— Action item —
All lines from the one with "of the overcast" through the last are to be given again exactly as they stand in the data below, and only those.

— Entries supplied —
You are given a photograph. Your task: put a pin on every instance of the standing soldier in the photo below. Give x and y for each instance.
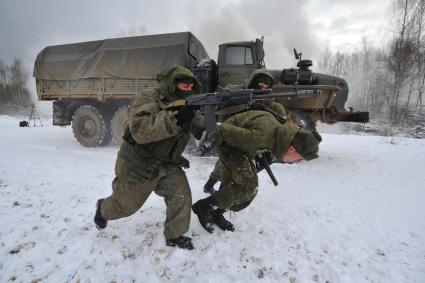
(238, 140)
(150, 158)
(260, 79)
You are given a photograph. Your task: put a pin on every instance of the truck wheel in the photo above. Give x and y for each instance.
(303, 120)
(119, 123)
(91, 128)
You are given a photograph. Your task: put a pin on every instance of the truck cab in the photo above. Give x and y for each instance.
(238, 60)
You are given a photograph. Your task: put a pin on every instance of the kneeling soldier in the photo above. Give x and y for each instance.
(238, 140)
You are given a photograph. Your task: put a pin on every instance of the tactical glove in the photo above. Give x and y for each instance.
(184, 163)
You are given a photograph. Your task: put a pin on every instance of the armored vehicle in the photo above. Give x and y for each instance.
(92, 83)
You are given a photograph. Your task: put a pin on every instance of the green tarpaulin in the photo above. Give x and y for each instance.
(129, 57)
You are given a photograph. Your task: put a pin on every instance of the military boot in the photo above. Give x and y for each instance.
(181, 242)
(209, 186)
(98, 218)
(204, 208)
(222, 223)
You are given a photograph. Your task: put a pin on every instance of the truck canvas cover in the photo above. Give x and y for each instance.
(129, 57)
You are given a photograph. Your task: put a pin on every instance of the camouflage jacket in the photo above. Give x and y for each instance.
(153, 139)
(253, 130)
(274, 106)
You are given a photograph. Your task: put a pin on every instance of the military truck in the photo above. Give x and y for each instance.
(92, 83)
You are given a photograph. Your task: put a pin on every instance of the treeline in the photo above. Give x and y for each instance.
(12, 84)
(389, 82)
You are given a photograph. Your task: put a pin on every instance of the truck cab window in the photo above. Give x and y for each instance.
(239, 55)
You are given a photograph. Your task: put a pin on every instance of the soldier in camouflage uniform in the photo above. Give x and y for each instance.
(150, 158)
(238, 140)
(260, 79)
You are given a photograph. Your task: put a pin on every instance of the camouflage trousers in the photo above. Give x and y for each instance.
(129, 195)
(239, 181)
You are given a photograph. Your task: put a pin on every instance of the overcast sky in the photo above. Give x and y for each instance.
(28, 26)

— Solution to this task —
You are given a photograph. Your task: put a pin on every instance of the overcast sky in the photo above. Give x and y for each instance.
(28, 26)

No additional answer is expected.